** Start of Entries shown **

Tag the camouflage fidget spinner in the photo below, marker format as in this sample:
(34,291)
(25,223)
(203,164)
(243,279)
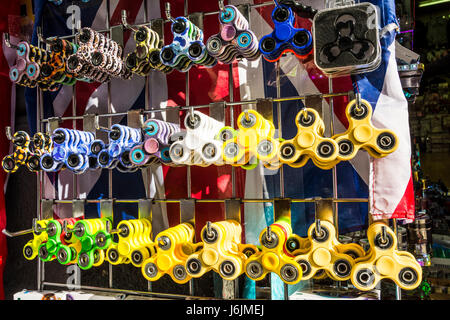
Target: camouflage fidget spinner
(27,153)
(27,70)
(146,56)
(71,150)
(98,58)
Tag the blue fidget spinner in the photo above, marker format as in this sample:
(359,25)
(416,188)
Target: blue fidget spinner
(117,155)
(285,37)
(71,149)
(187,47)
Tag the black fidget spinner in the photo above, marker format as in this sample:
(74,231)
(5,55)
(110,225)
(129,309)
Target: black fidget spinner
(346,41)
(354,46)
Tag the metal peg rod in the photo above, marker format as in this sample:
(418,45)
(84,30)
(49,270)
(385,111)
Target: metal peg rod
(35,227)
(17,233)
(168,15)
(208,229)
(125,22)
(383,234)
(221,5)
(318,227)
(8,132)
(269,234)
(358,102)
(8,42)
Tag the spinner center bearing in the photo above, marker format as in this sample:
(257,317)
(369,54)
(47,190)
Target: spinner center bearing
(9,164)
(301,38)
(167,54)
(248,121)
(179,26)
(141,34)
(192,122)
(281,14)
(209,150)
(195,50)
(211,236)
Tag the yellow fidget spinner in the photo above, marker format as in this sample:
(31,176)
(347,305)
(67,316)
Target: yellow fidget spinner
(134,243)
(174,246)
(252,142)
(324,255)
(222,251)
(273,256)
(383,260)
(362,134)
(309,143)
(40,236)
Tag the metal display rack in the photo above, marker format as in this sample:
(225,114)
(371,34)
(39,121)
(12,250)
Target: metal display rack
(44,206)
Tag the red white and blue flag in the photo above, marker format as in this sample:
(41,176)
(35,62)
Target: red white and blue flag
(386,182)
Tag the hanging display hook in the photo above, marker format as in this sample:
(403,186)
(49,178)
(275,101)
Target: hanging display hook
(8,42)
(208,229)
(221,5)
(168,15)
(125,22)
(269,234)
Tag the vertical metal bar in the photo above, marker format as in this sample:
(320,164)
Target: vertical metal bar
(147,107)
(110,193)
(333,170)
(39,177)
(398,290)
(231,93)
(74,122)
(280,134)
(189,189)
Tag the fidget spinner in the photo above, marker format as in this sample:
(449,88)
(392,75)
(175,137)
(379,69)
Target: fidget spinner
(57,237)
(362,134)
(285,37)
(70,150)
(346,40)
(25,152)
(134,243)
(253,142)
(273,257)
(98,58)
(199,145)
(40,236)
(156,145)
(300,9)
(146,56)
(93,238)
(222,251)
(309,143)
(174,246)
(383,260)
(187,48)
(325,252)
(234,40)
(27,70)
(122,139)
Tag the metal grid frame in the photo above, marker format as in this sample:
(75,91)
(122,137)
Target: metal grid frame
(41,121)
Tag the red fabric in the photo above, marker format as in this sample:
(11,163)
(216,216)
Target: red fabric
(6,8)
(206,85)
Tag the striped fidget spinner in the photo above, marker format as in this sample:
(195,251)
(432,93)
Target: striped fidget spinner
(234,40)
(187,48)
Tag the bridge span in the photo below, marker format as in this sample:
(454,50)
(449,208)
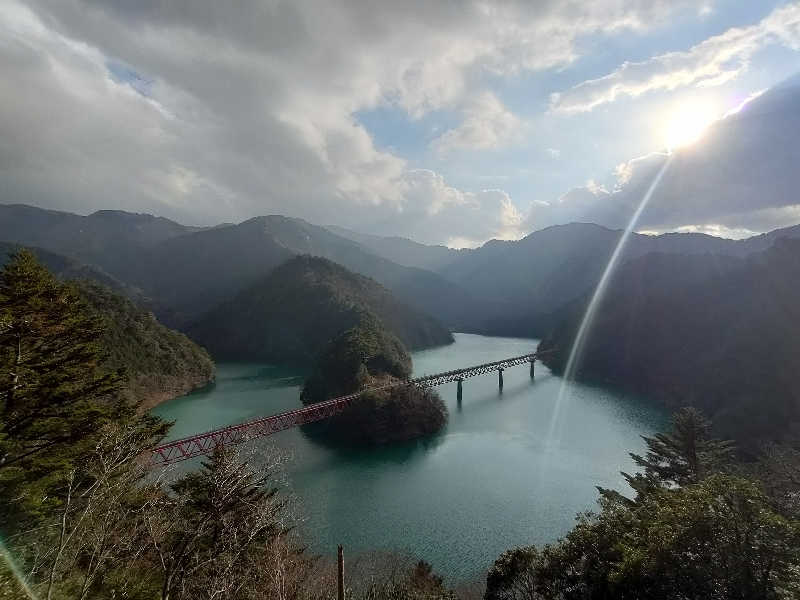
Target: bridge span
(205,443)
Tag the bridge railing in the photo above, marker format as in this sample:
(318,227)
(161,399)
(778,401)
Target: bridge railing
(205,443)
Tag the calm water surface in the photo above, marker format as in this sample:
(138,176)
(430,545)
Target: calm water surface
(503,473)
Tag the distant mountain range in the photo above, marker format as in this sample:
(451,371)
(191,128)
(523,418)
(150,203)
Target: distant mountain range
(159,363)
(503,287)
(186,272)
(718,332)
(295,310)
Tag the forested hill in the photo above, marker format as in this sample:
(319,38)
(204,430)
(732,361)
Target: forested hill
(719,333)
(159,363)
(291,314)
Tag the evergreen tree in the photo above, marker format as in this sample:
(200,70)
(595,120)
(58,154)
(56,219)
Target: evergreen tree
(216,528)
(54,395)
(684,456)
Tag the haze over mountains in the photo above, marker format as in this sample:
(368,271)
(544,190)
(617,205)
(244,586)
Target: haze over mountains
(291,314)
(242,290)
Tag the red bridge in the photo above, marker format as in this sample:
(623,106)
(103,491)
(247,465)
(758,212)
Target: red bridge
(205,443)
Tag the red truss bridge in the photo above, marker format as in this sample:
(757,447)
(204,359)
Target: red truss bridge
(205,443)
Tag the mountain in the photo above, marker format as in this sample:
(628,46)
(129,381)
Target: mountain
(187,271)
(111,239)
(718,332)
(289,315)
(69,268)
(193,273)
(368,355)
(525,281)
(159,363)
(402,250)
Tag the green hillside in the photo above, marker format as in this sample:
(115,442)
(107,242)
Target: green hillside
(159,363)
(719,333)
(292,313)
(368,356)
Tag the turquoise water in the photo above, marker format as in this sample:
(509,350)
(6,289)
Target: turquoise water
(504,472)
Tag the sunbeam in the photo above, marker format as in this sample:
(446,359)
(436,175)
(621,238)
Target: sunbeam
(588,317)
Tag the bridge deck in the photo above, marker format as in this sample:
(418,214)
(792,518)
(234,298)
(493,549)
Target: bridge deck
(205,443)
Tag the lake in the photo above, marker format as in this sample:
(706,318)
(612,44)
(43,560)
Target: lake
(510,468)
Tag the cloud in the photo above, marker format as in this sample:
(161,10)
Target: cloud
(487,125)
(710,63)
(740,178)
(197,112)
(434,208)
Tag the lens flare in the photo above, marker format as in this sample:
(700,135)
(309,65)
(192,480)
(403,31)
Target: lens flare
(591,309)
(5,557)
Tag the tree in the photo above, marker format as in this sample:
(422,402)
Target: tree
(683,456)
(213,532)
(718,540)
(54,395)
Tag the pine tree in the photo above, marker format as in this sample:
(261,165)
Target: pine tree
(54,394)
(684,456)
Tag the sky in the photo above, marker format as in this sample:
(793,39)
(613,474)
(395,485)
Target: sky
(448,121)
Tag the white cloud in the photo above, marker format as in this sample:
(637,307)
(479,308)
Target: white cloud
(487,125)
(711,62)
(739,179)
(226,114)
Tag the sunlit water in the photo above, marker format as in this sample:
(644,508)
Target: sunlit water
(495,478)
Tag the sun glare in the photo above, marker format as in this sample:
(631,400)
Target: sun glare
(687,123)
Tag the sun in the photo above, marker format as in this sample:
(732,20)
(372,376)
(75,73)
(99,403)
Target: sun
(687,123)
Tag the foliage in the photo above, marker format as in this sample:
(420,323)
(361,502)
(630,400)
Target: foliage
(215,528)
(714,332)
(690,532)
(353,358)
(158,362)
(369,356)
(54,394)
(292,313)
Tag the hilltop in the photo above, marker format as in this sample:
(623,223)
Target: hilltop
(367,355)
(717,332)
(289,315)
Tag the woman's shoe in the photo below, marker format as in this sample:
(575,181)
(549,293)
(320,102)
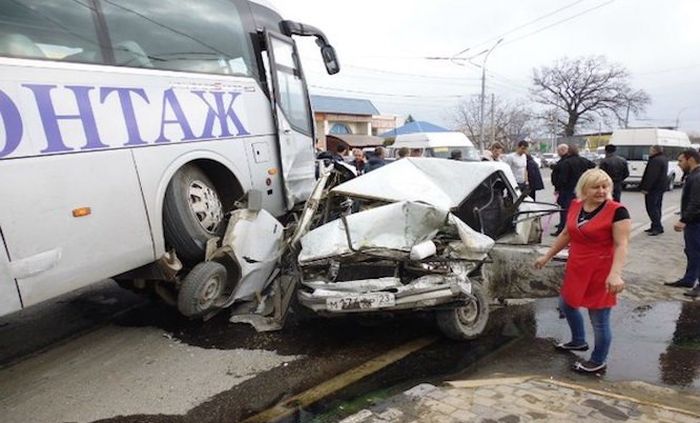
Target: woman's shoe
(570,346)
(590,367)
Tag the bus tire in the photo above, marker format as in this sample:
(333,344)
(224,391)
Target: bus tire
(201,289)
(468,321)
(192,214)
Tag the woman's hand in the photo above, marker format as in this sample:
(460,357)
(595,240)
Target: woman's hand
(614,283)
(541,262)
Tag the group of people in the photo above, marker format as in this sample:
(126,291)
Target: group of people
(361,163)
(364,163)
(596,227)
(525,168)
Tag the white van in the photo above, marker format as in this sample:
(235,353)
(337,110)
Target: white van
(435,144)
(633,145)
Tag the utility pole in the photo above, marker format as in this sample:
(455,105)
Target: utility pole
(483,93)
(493,128)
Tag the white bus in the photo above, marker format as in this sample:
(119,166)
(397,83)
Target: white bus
(633,145)
(129,128)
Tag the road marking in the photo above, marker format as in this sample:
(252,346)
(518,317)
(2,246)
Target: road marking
(639,227)
(339,382)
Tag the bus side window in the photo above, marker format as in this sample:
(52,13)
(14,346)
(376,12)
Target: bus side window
(42,29)
(205,36)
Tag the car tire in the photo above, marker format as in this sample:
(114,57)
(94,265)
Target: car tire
(192,214)
(468,321)
(201,289)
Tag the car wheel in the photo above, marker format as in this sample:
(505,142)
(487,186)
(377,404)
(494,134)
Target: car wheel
(201,289)
(192,214)
(468,321)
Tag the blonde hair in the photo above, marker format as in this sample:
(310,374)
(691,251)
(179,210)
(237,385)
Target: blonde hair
(593,177)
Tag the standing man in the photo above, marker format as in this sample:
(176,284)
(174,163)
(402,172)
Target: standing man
(653,185)
(689,223)
(568,170)
(358,160)
(534,177)
(376,161)
(616,167)
(518,164)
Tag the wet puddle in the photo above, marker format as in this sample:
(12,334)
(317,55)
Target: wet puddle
(657,343)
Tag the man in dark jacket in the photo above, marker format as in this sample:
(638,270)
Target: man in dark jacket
(689,223)
(569,169)
(654,184)
(376,161)
(616,167)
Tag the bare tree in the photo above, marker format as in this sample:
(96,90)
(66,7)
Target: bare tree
(586,89)
(511,122)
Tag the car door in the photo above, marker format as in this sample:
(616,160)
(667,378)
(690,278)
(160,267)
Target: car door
(294,120)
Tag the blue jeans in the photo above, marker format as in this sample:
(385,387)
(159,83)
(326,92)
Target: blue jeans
(602,334)
(564,201)
(691,234)
(653,203)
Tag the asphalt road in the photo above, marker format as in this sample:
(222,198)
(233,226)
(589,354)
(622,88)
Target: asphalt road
(105,354)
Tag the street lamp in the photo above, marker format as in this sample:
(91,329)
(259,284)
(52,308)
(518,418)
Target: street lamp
(483,93)
(454,59)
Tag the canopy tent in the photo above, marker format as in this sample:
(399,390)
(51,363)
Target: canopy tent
(413,127)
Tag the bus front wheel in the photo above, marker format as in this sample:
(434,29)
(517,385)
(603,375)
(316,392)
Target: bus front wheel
(202,289)
(192,213)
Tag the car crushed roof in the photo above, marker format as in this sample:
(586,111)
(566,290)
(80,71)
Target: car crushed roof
(438,182)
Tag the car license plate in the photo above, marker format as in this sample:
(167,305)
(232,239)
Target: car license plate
(361,301)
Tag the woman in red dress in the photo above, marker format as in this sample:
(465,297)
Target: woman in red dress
(597,233)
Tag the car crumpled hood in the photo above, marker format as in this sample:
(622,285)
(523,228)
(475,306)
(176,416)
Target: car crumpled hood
(439,182)
(391,231)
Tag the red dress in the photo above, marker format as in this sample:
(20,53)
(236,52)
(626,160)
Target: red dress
(590,258)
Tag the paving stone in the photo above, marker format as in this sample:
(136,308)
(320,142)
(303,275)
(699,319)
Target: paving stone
(420,390)
(457,402)
(463,416)
(443,408)
(485,401)
(437,394)
(391,414)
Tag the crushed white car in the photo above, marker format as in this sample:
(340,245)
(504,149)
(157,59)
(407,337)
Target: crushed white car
(418,234)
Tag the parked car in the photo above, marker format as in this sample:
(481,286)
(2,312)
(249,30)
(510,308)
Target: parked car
(420,234)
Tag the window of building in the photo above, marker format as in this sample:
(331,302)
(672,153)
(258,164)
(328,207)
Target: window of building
(340,128)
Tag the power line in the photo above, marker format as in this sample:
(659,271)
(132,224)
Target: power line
(559,22)
(385,94)
(510,31)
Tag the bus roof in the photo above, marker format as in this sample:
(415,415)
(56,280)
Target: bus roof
(432,139)
(649,136)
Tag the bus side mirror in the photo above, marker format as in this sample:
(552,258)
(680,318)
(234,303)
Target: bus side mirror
(330,59)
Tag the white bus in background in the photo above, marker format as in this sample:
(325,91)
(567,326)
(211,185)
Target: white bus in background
(633,145)
(129,128)
(436,144)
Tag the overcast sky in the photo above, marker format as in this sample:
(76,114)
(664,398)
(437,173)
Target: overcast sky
(382,47)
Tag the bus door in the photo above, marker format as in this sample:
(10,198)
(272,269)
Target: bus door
(9,295)
(294,121)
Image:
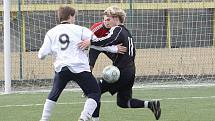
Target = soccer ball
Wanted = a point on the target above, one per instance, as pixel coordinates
(111, 74)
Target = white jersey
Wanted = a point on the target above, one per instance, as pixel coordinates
(62, 42)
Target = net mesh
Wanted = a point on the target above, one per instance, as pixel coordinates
(174, 38)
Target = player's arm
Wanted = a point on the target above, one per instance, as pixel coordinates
(113, 48)
(46, 48)
(110, 39)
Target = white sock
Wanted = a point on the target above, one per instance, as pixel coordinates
(95, 118)
(89, 108)
(146, 103)
(47, 110)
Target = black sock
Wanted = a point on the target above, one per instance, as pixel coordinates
(135, 103)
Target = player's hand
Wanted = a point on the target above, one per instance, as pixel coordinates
(121, 49)
(84, 44)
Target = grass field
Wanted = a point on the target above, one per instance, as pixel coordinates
(178, 104)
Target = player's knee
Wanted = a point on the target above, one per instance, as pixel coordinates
(95, 96)
(122, 104)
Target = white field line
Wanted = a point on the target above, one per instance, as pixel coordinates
(111, 101)
(139, 87)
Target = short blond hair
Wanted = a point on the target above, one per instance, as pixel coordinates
(116, 12)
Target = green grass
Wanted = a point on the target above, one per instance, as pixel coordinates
(178, 104)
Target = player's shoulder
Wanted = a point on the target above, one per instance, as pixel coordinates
(116, 28)
(97, 26)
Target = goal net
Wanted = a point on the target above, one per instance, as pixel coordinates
(174, 39)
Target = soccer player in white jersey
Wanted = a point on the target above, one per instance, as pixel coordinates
(70, 63)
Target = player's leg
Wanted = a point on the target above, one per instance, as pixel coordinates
(89, 85)
(58, 86)
(124, 95)
(104, 87)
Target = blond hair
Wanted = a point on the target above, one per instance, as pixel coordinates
(116, 12)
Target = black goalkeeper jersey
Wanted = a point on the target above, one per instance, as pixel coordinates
(118, 34)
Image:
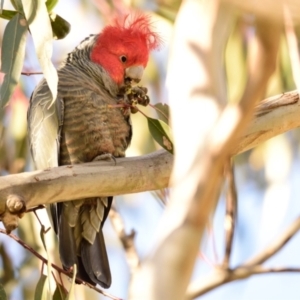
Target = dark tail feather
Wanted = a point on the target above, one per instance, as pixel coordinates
(95, 261)
(93, 265)
(67, 251)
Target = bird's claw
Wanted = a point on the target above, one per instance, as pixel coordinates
(105, 156)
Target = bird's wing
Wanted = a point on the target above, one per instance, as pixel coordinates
(44, 128)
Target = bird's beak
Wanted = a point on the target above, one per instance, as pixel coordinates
(134, 74)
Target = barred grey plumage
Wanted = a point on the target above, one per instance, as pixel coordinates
(77, 129)
(84, 124)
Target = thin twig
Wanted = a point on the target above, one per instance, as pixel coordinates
(35, 208)
(57, 268)
(158, 110)
(231, 210)
(253, 266)
(127, 240)
(220, 277)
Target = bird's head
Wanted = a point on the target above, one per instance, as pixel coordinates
(123, 49)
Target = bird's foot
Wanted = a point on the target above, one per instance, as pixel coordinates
(105, 156)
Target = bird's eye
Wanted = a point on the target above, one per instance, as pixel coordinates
(123, 58)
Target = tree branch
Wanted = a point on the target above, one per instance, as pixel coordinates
(251, 267)
(273, 116)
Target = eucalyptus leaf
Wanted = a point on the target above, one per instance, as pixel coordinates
(17, 4)
(7, 14)
(71, 295)
(40, 27)
(50, 4)
(59, 293)
(161, 133)
(162, 110)
(60, 27)
(3, 295)
(12, 56)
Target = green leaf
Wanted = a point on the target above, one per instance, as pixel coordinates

** End of Entries shown **

Required task. Look above for the line containing "Target = bird's head"; copy from it through the last line, exactly, and nothing more.

Full output.
Target = bird's head
Wanted = a point on the target above, one per instance, as pixel coordinates
(123, 49)
Target = bird's foot
Wanted = a point on the target above, one per instance, as pixel coordinates
(105, 156)
Target = bird's eye
Wanted = a point on the target above, one per instance, as pixel coordinates
(123, 58)
Target = tree branch
Wanted = a point on the target above, one per instance, as pixel coordinates
(251, 267)
(273, 116)
Target = eucalyptus leaf
Wanted = a point on the target above, one per instance, as pixel coordinates
(17, 4)
(7, 14)
(71, 295)
(40, 27)
(50, 4)
(59, 293)
(161, 133)
(162, 110)
(60, 27)
(3, 295)
(12, 56)
Target = green leaf
Wanted = a point on the target above, one per instance, as pixel coordinates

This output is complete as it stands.